▶ WRITTEN TASK A
According to the XxHash64 page, which seed value is used when no seed is supplied?

▶ TEXT
□ □ □
XxHash64¶

Overview¶

The XxHash64 expression computes a 64-bit hash value using the XXH64 algorithm for one or more input values. It produces a deterministic hash that can be used for data distribution, partitioning, and integrity checks across Spark operations.

Syntax¶

xxhash64(expr1[, expr2, ...][, seed])

Arguments¶

Argument	Type	Description
expr1, expr2, ...	Any	One or more expressions of any supported data type to hash
seed	Long	Optional seed value for the hash function (defaults to 42L)

Return Type¶

LongType - Returns a 64-bit signed long integer representing the hash value.

Supported Data Types¶

All Spark SQL data types are supported as input, including:

Numeric types (IntegerType, LongType, DoubleType, etc.)
String types (StringType)
Binary types (BinaryType)
Complex types (ArrayType, MapType, StructType)
Date and timestamp types
Boolean type

Algorithm¶

The expression evaluates using the following process:

Uses the XXH64 hashing algorithm implementation from the XXH64 class
Processes multiple input expressions by combining their hash values
Applies the specified seed value (or default seed of 42L) to initialize the hash state
Does not consider string collation rules in hash computation (isCollationAware = false)
□ □ □
▶ DATASET CONTENT
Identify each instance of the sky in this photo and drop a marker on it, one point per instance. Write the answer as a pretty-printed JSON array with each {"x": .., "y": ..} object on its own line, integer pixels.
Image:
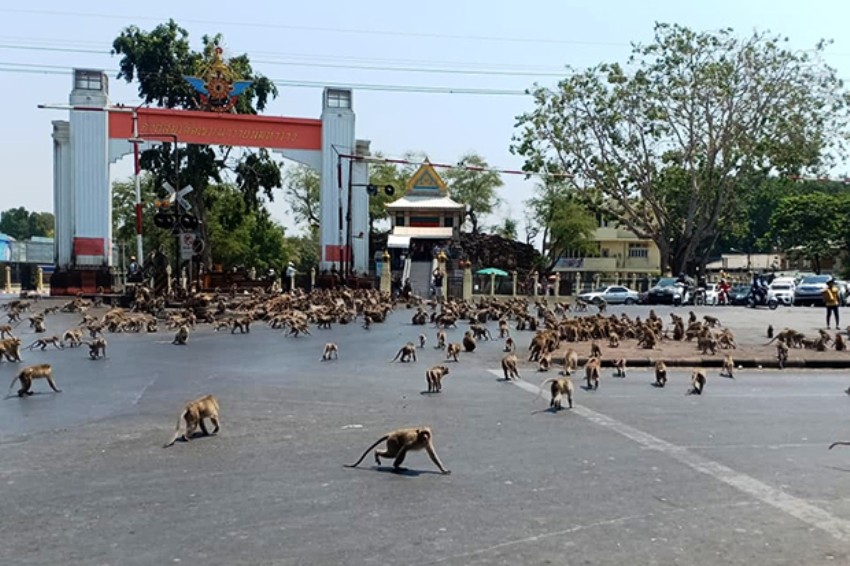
[{"x": 387, "y": 51}]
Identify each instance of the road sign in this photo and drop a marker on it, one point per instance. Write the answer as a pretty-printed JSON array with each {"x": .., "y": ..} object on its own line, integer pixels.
[
  {"x": 187, "y": 245},
  {"x": 187, "y": 206}
]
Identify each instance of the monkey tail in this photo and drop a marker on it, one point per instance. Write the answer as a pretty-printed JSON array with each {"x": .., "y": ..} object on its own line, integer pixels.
[{"x": 355, "y": 464}]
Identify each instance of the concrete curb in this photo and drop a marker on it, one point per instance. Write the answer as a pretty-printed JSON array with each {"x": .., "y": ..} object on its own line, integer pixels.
[{"x": 760, "y": 363}]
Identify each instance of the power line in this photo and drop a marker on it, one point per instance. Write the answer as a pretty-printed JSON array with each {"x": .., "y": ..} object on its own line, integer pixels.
[{"x": 355, "y": 31}]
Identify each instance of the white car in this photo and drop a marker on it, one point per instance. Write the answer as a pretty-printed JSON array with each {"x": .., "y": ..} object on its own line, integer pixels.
[{"x": 782, "y": 291}]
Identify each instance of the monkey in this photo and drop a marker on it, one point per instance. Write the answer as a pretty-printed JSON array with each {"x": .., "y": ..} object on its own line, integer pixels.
[
  {"x": 182, "y": 336},
  {"x": 595, "y": 350},
  {"x": 399, "y": 443},
  {"x": 434, "y": 378},
  {"x": 441, "y": 340},
  {"x": 591, "y": 373},
  {"x": 43, "y": 343},
  {"x": 621, "y": 367},
  {"x": 509, "y": 367},
  {"x": 30, "y": 373},
  {"x": 468, "y": 341},
  {"x": 559, "y": 388},
  {"x": 405, "y": 353},
  {"x": 452, "y": 351},
  {"x": 660, "y": 373},
  {"x": 97, "y": 348},
  {"x": 728, "y": 367},
  {"x": 545, "y": 362},
  {"x": 11, "y": 348},
  {"x": 193, "y": 414},
  {"x": 697, "y": 382},
  {"x": 331, "y": 349},
  {"x": 781, "y": 354}
]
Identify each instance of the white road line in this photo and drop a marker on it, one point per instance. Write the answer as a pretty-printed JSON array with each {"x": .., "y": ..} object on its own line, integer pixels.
[{"x": 794, "y": 506}]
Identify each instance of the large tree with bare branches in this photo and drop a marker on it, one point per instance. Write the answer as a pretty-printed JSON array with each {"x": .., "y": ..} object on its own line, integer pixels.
[{"x": 667, "y": 143}]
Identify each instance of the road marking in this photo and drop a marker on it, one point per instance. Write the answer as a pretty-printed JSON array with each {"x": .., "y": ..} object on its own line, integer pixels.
[{"x": 794, "y": 506}]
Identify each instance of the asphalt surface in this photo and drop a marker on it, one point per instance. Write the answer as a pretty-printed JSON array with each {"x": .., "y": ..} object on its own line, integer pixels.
[{"x": 632, "y": 475}]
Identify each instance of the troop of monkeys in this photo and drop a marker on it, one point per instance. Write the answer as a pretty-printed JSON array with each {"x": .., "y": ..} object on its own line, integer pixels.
[{"x": 294, "y": 311}]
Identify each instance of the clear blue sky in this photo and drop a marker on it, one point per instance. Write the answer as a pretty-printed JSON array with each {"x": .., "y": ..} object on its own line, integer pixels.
[{"x": 489, "y": 45}]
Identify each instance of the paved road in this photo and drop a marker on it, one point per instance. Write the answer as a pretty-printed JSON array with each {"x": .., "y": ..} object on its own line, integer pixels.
[{"x": 633, "y": 474}]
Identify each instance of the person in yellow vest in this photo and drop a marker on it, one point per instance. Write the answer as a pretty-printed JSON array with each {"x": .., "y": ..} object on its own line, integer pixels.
[{"x": 831, "y": 300}]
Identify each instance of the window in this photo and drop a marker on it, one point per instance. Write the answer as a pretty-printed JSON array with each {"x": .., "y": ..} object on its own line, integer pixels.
[
  {"x": 88, "y": 80},
  {"x": 339, "y": 98}
]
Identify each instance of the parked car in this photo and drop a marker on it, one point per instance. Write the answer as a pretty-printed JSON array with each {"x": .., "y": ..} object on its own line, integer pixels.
[
  {"x": 667, "y": 292},
  {"x": 810, "y": 290},
  {"x": 612, "y": 294},
  {"x": 782, "y": 291}
]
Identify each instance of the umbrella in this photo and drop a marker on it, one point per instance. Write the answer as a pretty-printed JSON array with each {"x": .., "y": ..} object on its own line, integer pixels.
[{"x": 492, "y": 271}]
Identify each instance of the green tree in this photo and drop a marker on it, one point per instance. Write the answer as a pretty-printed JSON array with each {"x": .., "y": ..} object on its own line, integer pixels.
[
  {"x": 158, "y": 60},
  {"x": 476, "y": 187},
  {"x": 662, "y": 149},
  {"x": 809, "y": 225}
]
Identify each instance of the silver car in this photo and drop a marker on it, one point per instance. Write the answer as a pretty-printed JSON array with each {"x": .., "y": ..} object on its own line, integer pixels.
[{"x": 612, "y": 294}]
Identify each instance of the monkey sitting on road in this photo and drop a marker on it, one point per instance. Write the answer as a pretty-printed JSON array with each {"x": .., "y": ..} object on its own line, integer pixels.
[
  {"x": 43, "y": 343},
  {"x": 331, "y": 349},
  {"x": 406, "y": 352},
  {"x": 728, "y": 367},
  {"x": 509, "y": 367},
  {"x": 697, "y": 382},
  {"x": 193, "y": 415},
  {"x": 434, "y": 377},
  {"x": 30, "y": 373},
  {"x": 399, "y": 443},
  {"x": 97, "y": 348},
  {"x": 660, "y": 373},
  {"x": 559, "y": 388},
  {"x": 182, "y": 336}
]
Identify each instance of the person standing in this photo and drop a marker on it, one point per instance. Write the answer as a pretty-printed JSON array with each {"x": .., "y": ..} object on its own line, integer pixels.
[{"x": 831, "y": 300}]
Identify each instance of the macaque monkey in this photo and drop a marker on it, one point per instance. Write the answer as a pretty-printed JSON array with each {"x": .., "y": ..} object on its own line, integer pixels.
[
  {"x": 621, "y": 367},
  {"x": 193, "y": 415},
  {"x": 182, "y": 336},
  {"x": 468, "y": 341},
  {"x": 30, "y": 373},
  {"x": 406, "y": 352},
  {"x": 781, "y": 354},
  {"x": 595, "y": 350},
  {"x": 399, "y": 443},
  {"x": 697, "y": 382},
  {"x": 660, "y": 373},
  {"x": 452, "y": 351},
  {"x": 97, "y": 348},
  {"x": 434, "y": 378},
  {"x": 509, "y": 367},
  {"x": 43, "y": 343},
  {"x": 558, "y": 388},
  {"x": 331, "y": 349},
  {"x": 441, "y": 340},
  {"x": 591, "y": 373},
  {"x": 728, "y": 367}
]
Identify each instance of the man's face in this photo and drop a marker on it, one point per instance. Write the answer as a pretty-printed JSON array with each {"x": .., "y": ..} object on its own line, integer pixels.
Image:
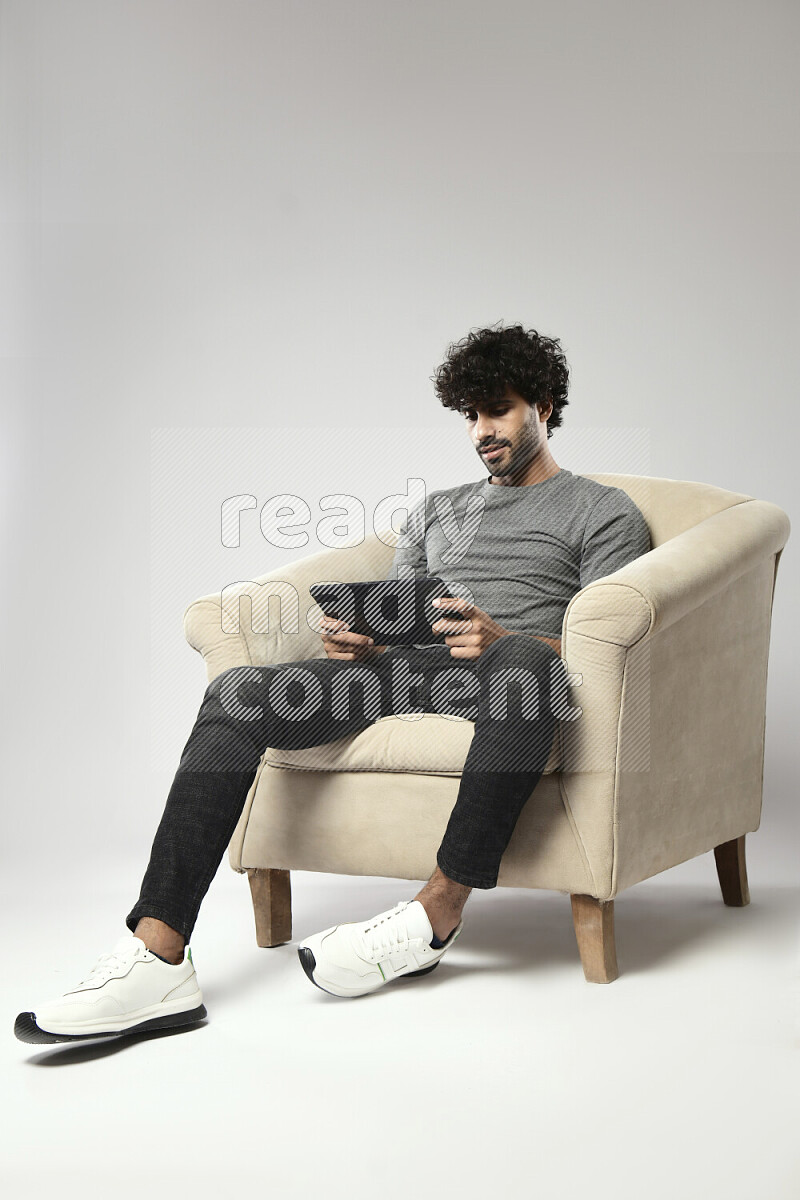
[{"x": 511, "y": 424}]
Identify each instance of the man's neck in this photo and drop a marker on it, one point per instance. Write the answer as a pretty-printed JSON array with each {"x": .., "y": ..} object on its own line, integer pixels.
[{"x": 535, "y": 475}]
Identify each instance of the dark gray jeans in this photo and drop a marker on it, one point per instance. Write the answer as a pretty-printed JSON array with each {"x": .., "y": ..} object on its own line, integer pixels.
[{"x": 512, "y": 693}]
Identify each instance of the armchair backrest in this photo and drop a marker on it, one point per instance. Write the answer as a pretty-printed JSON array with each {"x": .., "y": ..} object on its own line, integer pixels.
[{"x": 671, "y": 507}]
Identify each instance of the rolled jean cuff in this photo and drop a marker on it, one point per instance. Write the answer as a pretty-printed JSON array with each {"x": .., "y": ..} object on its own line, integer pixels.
[
  {"x": 468, "y": 879},
  {"x": 142, "y": 909}
]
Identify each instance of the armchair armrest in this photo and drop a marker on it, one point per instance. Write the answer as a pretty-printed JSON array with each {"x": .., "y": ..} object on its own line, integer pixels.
[
  {"x": 665, "y": 585},
  {"x": 667, "y": 754},
  {"x": 239, "y": 625}
]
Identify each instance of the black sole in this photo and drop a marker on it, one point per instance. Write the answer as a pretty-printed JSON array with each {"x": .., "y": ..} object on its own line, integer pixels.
[
  {"x": 26, "y": 1029},
  {"x": 310, "y": 963}
]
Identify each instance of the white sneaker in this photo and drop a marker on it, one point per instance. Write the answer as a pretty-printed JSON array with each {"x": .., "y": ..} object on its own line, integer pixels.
[
  {"x": 126, "y": 991},
  {"x": 361, "y": 957}
]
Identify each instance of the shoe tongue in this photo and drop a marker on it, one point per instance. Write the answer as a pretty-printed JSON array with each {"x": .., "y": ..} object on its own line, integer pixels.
[
  {"x": 127, "y": 943},
  {"x": 417, "y": 921}
]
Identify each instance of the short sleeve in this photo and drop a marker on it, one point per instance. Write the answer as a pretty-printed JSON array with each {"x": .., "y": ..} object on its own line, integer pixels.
[
  {"x": 615, "y": 534},
  {"x": 410, "y": 553}
]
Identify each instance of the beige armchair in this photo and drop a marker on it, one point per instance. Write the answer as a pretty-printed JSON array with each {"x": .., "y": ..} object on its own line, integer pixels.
[{"x": 660, "y": 757}]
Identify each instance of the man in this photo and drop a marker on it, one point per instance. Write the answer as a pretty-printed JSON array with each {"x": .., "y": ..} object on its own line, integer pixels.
[{"x": 522, "y": 541}]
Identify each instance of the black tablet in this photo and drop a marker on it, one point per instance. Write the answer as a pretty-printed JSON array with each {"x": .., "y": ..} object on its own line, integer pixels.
[{"x": 394, "y": 612}]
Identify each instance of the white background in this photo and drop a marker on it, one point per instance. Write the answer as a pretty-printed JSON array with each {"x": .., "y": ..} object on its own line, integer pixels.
[{"x": 275, "y": 217}]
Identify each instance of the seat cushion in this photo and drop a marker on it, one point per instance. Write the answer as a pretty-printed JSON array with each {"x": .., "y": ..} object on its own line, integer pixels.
[{"x": 422, "y": 743}]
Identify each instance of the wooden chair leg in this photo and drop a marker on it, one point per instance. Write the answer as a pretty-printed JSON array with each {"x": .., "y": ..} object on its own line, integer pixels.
[
  {"x": 271, "y": 893},
  {"x": 732, "y": 871},
  {"x": 594, "y": 929}
]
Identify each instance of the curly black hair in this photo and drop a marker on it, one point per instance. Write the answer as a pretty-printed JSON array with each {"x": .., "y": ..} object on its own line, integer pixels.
[{"x": 487, "y": 361}]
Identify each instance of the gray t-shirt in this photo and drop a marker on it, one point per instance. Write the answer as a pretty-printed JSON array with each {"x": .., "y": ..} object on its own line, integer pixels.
[{"x": 523, "y": 552}]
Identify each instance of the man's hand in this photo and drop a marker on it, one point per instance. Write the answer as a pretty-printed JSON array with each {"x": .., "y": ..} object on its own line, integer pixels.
[
  {"x": 482, "y": 630},
  {"x": 341, "y": 643},
  {"x": 477, "y": 633}
]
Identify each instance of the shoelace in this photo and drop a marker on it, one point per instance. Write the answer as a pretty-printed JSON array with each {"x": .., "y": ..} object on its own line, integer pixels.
[
  {"x": 104, "y": 966},
  {"x": 384, "y": 936}
]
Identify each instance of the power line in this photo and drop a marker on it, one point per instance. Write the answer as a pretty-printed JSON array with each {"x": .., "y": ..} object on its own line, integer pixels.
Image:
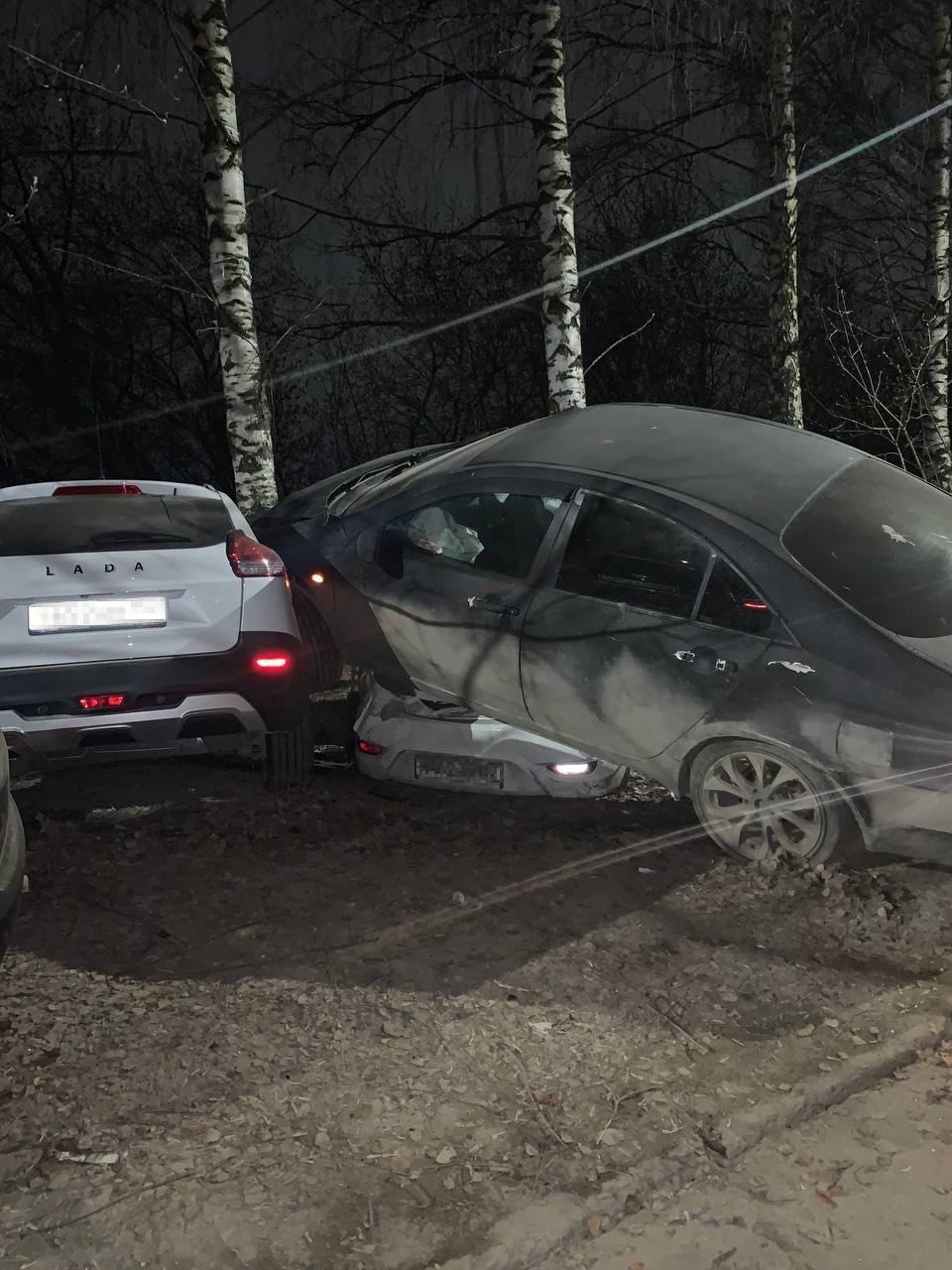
[{"x": 498, "y": 307}]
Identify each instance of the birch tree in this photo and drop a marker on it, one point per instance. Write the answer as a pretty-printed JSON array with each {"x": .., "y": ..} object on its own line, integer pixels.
[
  {"x": 561, "y": 310},
  {"x": 248, "y": 416},
  {"x": 782, "y": 231},
  {"x": 936, "y": 435}
]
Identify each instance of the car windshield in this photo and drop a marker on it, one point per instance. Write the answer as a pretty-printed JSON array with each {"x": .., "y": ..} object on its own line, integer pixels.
[
  {"x": 109, "y": 522},
  {"x": 883, "y": 543}
]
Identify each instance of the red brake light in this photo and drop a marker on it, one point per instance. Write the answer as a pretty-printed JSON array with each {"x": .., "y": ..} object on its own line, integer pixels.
[
  {"x": 96, "y": 489},
  {"x": 272, "y": 662},
  {"x": 252, "y": 559},
  {"x": 103, "y": 701}
]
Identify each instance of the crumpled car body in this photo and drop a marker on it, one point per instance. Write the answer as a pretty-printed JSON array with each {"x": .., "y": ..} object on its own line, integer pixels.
[
  {"x": 445, "y": 746},
  {"x": 754, "y": 616}
]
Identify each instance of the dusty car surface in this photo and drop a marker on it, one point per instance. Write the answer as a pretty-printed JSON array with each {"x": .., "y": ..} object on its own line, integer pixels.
[
  {"x": 445, "y": 746},
  {"x": 143, "y": 619},
  {"x": 12, "y": 852},
  {"x": 758, "y": 617}
]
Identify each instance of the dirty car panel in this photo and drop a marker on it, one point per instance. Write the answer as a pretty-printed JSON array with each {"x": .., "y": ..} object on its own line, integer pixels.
[{"x": 444, "y": 746}]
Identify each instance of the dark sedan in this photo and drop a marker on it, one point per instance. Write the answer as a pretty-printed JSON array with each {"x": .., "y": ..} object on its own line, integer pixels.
[
  {"x": 12, "y": 852},
  {"x": 758, "y": 617}
]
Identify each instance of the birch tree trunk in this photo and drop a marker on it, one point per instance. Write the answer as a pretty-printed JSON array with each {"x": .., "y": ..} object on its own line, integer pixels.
[
  {"x": 561, "y": 312},
  {"x": 246, "y": 413},
  {"x": 936, "y": 437},
  {"x": 782, "y": 232}
]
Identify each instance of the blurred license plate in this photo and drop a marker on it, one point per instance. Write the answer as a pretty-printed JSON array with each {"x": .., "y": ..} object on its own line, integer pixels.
[
  {"x": 472, "y": 772},
  {"x": 116, "y": 612}
]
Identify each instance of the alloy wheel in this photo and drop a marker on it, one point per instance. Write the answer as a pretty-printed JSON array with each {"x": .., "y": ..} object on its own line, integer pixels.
[{"x": 756, "y": 804}]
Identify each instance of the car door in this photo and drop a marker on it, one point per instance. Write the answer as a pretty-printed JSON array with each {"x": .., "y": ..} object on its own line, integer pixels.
[
  {"x": 449, "y": 581},
  {"x": 640, "y": 633}
]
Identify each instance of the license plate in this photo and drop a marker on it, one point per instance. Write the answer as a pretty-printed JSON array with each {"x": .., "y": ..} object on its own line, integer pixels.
[
  {"x": 471, "y": 772},
  {"x": 117, "y": 612}
]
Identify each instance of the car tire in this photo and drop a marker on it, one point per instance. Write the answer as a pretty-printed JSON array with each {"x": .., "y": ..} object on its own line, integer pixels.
[
  {"x": 289, "y": 758},
  {"x": 802, "y": 817},
  {"x": 13, "y": 861},
  {"x": 326, "y": 665}
]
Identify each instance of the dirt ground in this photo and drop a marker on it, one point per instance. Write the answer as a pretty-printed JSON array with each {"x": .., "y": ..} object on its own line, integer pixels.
[
  {"x": 867, "y": 1184},
  {"x": 356, "y": 1028}
]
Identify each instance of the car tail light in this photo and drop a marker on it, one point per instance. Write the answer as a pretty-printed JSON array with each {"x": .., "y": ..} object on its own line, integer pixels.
[
  {"x": 96, "y": 489},
  {"x": 252, "y": 559},
  {"x": 103, "y": 701},
  {"x": 571, "y": 769},
  {"x": 272, "y": 662}
]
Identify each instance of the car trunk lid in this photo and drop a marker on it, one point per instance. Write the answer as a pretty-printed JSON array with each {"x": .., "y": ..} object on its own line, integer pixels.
[{"x": 103, "y": 576}]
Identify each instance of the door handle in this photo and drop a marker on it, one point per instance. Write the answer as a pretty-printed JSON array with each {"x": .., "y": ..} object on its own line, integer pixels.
[
  {"x": 706, "y": 661},
  {"x": 493, "y": 604}
]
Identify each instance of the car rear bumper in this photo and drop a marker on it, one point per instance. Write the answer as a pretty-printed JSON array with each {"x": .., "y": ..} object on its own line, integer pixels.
[
  {"x": 173, "y": 705},
  {"x": 910, "y": 820}
]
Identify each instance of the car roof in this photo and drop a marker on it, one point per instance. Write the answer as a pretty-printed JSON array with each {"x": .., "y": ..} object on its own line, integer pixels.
[
  {"x": 753, "y": 468},
  {"x": 160, "y": 488}
]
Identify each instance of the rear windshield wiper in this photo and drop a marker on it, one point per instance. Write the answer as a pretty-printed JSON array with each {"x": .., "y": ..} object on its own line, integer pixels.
[{"x": 122, "y": 538}]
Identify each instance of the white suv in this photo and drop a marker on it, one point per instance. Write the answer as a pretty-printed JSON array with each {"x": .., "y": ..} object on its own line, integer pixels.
[{"x": 145, "y": 619}]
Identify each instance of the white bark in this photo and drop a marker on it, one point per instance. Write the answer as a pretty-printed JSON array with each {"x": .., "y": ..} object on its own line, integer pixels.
[
  {"x": 248, "y": 416},
  {"x": 782, "y": 241},
  {"x": 561, "y": 313},
  {"x": 936, "y": 436}
]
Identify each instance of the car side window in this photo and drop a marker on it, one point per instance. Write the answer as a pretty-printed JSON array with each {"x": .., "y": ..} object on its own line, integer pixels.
[
  {"x": 731, "y": 603},
  {"x": 634, "y": 557},
  {"x": 489, "y": 531}
]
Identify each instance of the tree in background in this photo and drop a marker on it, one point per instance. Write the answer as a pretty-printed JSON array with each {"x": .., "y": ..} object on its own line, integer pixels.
[
  {"x": 782, "y": 266},
  {"x": 936, "y": 436},
  {"x": 248, "y": 416},
  {"x": 561, "y": 310}
]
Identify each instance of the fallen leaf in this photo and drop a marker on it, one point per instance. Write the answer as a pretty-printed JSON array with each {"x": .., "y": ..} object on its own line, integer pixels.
[{"x": 611, "y": 1138}]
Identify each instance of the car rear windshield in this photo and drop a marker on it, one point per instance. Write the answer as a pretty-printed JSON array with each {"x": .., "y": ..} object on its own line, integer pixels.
[
  {"x": 883, "y": 543},
  {"x": 116, "y": 522}
]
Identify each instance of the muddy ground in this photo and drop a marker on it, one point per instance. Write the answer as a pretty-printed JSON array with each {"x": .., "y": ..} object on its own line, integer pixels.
[{"x": 356, "y": 1028}]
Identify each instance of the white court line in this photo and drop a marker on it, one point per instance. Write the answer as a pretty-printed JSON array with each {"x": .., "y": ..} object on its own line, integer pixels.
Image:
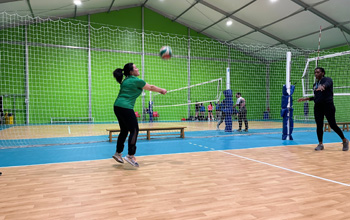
[{"x": 283, "y": 168}]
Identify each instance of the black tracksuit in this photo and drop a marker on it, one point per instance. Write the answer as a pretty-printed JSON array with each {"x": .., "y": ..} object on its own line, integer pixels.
[{"x": 324, "y": 106}]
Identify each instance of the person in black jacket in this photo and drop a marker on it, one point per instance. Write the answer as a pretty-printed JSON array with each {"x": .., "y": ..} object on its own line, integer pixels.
□ □ □
▶ WRITTEN TASK B
Render everything in the records from the line containing "Identify each instance of the muddy" down through the end of the records as a Markdown table with the columns No. and Line, omitting blank lines and leaving the pictures out.

▶ RESULT A
42L

▶ RESULT B
| No. | Line |
|---|---|
| 1 | Identify each instance of the muddy ground in this photo and drop a marker on it, one point per instance. Write the answer as a pretty-printed JSON array with each {"x": .., "y": ..} object on its own line, integer pixels. |
| 2 | [{"x": 356, "y": 1028}] |
| 3 | Identify each instance of the white court line in this photo and drop a marker on it, one point per instance. Write the answer as a pretty-printed JSON array with each {"x": .., "y": ..} object on its own line, integer pixels. |
| 4 | Image: |
| 5 | [{"x": 283, "y": 168}] |
| 6 | Identify each instance of the black tracksuit in this photo and drop a marker on it, one point per instance. Write the answer as a pretty-printed JSON array with each {"x": .., "y": ..} object on its own line, integer pixels. |
| 7 | [{"x": 324, "y": 106}] |
| 8 | Identify each instance of the person in black jacket in this photo and drop a marker on it, one point per instance. Write the answer as a pretty-printed JSON array with each {"x": .., "y": ..} object on its own line, integer pixels. |